Repeat the records verbatim and leave the pictures out of your copy.

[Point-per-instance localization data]
══════════
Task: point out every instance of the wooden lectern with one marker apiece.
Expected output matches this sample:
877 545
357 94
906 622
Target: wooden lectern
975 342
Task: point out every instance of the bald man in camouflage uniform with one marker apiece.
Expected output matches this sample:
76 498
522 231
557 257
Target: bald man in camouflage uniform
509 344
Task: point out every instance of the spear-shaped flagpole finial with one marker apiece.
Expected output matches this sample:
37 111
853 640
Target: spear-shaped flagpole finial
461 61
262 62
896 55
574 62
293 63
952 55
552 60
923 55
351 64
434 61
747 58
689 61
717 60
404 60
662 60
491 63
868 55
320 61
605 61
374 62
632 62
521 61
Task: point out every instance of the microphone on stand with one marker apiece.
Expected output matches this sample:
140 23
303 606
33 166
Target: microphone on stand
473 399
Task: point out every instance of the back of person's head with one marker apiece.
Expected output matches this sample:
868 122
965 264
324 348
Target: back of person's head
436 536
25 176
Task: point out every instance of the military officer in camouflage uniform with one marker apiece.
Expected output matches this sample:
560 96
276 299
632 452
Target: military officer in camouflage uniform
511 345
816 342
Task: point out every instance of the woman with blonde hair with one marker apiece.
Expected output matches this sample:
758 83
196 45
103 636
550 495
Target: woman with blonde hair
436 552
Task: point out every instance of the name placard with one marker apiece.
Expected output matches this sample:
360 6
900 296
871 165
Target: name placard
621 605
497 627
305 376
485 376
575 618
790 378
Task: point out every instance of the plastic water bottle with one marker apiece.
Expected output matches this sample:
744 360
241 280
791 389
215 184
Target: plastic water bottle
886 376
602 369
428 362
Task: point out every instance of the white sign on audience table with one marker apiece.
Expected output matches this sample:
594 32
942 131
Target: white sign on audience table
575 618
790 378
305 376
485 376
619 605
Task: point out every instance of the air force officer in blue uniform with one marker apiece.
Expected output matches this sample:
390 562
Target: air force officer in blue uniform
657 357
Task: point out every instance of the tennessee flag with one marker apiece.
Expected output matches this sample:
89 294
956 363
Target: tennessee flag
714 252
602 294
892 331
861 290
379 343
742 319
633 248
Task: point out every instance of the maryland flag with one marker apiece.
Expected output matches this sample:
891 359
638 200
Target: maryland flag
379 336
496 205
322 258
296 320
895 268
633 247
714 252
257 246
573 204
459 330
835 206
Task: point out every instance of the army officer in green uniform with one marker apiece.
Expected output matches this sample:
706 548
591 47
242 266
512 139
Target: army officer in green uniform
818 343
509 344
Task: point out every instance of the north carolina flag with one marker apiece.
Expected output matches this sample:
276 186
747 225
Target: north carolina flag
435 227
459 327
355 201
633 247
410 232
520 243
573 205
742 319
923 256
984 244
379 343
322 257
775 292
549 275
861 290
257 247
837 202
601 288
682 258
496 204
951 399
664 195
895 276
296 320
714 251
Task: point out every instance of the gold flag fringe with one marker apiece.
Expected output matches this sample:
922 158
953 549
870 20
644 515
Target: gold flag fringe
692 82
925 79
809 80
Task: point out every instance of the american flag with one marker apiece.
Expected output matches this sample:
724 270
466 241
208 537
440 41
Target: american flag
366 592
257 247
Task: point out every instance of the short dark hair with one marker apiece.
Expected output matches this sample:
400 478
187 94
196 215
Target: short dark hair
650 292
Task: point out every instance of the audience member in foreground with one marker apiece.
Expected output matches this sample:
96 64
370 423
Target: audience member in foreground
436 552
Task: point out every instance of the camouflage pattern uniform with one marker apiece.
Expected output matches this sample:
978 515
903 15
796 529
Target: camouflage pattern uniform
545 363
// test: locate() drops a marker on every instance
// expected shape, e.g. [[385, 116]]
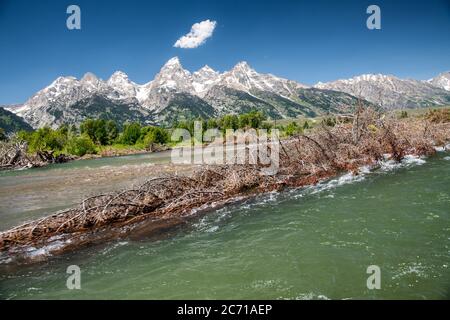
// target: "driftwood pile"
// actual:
[[13, 155], [304, 159]]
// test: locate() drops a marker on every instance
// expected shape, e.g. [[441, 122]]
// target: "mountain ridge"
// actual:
[[175, 93]]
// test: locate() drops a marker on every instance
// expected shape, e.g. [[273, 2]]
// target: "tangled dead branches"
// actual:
[[304, 159]]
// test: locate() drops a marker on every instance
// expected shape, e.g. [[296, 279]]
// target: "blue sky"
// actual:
[[307, 41]]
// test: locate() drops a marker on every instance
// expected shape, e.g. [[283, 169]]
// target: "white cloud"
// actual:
[[200, 31]]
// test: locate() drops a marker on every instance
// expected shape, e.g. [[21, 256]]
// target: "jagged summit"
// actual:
[[176, 93]]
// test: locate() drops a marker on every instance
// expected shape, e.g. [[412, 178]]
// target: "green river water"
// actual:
[[311, 243]]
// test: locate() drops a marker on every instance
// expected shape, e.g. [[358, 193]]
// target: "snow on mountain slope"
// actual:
[[390, 92], [442, 81], [177, 93]]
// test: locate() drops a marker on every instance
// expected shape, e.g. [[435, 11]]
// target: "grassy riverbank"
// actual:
[[305, 159]]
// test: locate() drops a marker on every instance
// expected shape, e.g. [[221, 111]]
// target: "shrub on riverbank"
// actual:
[[80, 146]]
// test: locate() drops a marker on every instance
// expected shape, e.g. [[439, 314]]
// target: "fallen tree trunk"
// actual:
[[303, 161]]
══════════
◆ Solution ◆
Task: point out every instance of the wooden lectern with one marker apiece.
Expected output matches this sample:
877 545
357 94
906 622
Target: wooden lectern
975 342
Task: point out every instance of the bald man in camouflage uniform with one marker apiece.
Expected output matches this sample:
76 498
522 231
557 257
Target: bald man in camouflage uniform
509 344
Task: point out every instance of the spear-shaped flagpole finial with one marker apiece.
Expected output matches this sample:
37 111
853 640
Target: spear-shaped flagpole finial
461 61
262 62
896 55
574 62
293 63
952 55
552 60
923 55
351 64
434 61
747 58
689 61
717 60
404 60
662 60
491 63
868 55
320 61
605 61
374 62
632 62
521 61
Task: point out every instance of the microphone on stand with one marker apiece.
Expected output matches this sample:
140 23
303 606
33 166
Target: microphone on stand
473 399
Task: point out every instance of the back of person's head with one marker apiece.
Expected output matches this sample:
868 122
965 264
324 348
Target: back of person's head
436 536
25 176
Task: point out every instance of the military officer in camouflage uniform with one marker apiece.
Expected output matches this sample:
560 96
276 299
632 452
Target: military officer in camouflage uniform
511 345
816 342
Task: point out every instance of the woman with blonde hair with one marker apiece.
Expected output matches this sample:
758 83
196 45
103 636
550 495
Target: woman with blonde hair
436 552
Task: point out every instance of the name placard with one marker apiece.
Expected output matches this sample:
360 6
900 296
871 165
Target: name placard
621 605
497 627
305 376
485 376
575 618
790 378
Task: point out every instance of the plastic water bottle with one marker apiece.
Expected output matches this sample:
744 360
241 280
791 389
215 184
Target: plastic water bottle
886 376
602 369
428 362
Task: point out every instance of the white sign on audience table with one marker apiece.
Expected output matches this sample:
594 32
942 131
Target: white sign on audience table
575 618
790 378
305 376
485 376
619 605
Task: point out every instance of the air force officer in blue uniform with one marker apiece.
Expected output matches this sample:
390 562
Target: air force officer in blue uniform
657 357
Task: point out every instance of the tennessee flag with one marker apiece.
Expected output matches this sample:
89 294
956 363
Target: tennessee flag
714 252
602 294
892 331
861 290
379 343
742 319
633 248
Task: point out every instance of the maryland flag with one marker apiece.
Expected output matches this sample:
891 359
638 200
Target: maryland flag
379 336
496 205
322 258
296 320
895 268
633 247
714 252
257 246
573 204
459 330
835 206
Task: point out every instance of the army officer in green uniform with one marker apiece.
Expected output matches this sample:
706 548
591 47
242 266
512 139
Target: army officer in green uniform
818 343
509 344
Task: point out every instance of the north carolina flag with one marker apiece.
Expected output matches this sample:
276 186
747 225
Target: north carolina flag
435 227
459 327
355 201
633 247
410 232
520 243
573 205
742 319
923 256
984 244
379 343
322 257
775 292
549 275
861 290
257 247
837 202
601 288
682 258
496 204
951 399
664 195
895 276
296 320
714 251
Task: point out every instance of the gold flag fringe with one marker apiece.
Expected output matches this sample:
922 158
953 549
870 20
644 515
Target: gold flag fringe
692 82
925 79
809 80
Task: point out every instance of the american flag with one marker apiece.
Expected output matches this sample:
724 270
466 241
208 537
440 41
Target: american flag
366 592
257 247
Task: point out every instance of the short dark hair with one marker apiece.
Expected output matches this sample:
400 478
187 94
196 215
Target: short dark hair
650 292
Task: point out every instance of the audience member in foreground with one marker apiece.
Expected output matches this sample:
96 64
370 423
Target: audience member in foreground
436 552
Task: point out every instance of the camouflage pattern uniform with one marker apiece.
Expected output matches this sample:
978 515
903 15
796 529
Target: camouflage pattern uniform
545 363
// test: locate() drops a marker on every instance
// expected shape, e.g. [[385, 116]]
// target: "driftwood pile"
// actual:
[[13, 155], [304, 159]]
// test: locate() drops a marker on every instance
// expected shape, e.g. [[441, 122]]
// target: "mountain ridge"
// actual:
[[175, 93]]
// test: locate() drops a marker on every instance
// expected shape, e.g. [[273, 2]]
// target: "tangled dead branches"
// actual:
[[304, 159]]
// test: locate() drops a marker on every instance
// expected shape, e.g. [[296, 279]]
// target: "blue sky"
// actual:
[[307, 41]]
// test: locate() drops a marker on every instance
// expected shape, e.g. [[283, 169]]
// target: "white cloud"
// actual:
[[200, 31]]
// test: locate() drops a marker on every instance
// expected shape, e.g. [[21, 256]]
// target: "jagged summit"
// actual:
[[176, 93]]
// test: locate() drops a marker on every instance
// expected shape, e.g. [[412, 178]]
// target: "green river water"
// actual:
[[311, 243]]
// test: locate() drops a marker on every instance
// expected shape, e.g. [[358, 193]]
// target: "snow on mountain slope"
// actual:
[[390, 92], [442, 81], [177, 93]]
// test: locate() drops a marker on every instance
// expected shape, e.g. [[435, 11]]
// target: "grassy riverbank"
// actual:
[[305, 159]]
// test: locate() drops a marker on every instance
// expected shape, e.g. [[221, 111]]
// target: "shrub on riverbank"
// actual:
[[80, 146]]
// test: locate() drops a marker on every instance
// expected shape, e.g. [[439, 314]]
// target: "fallen tree trunk"
// actual:
[[303, 161]]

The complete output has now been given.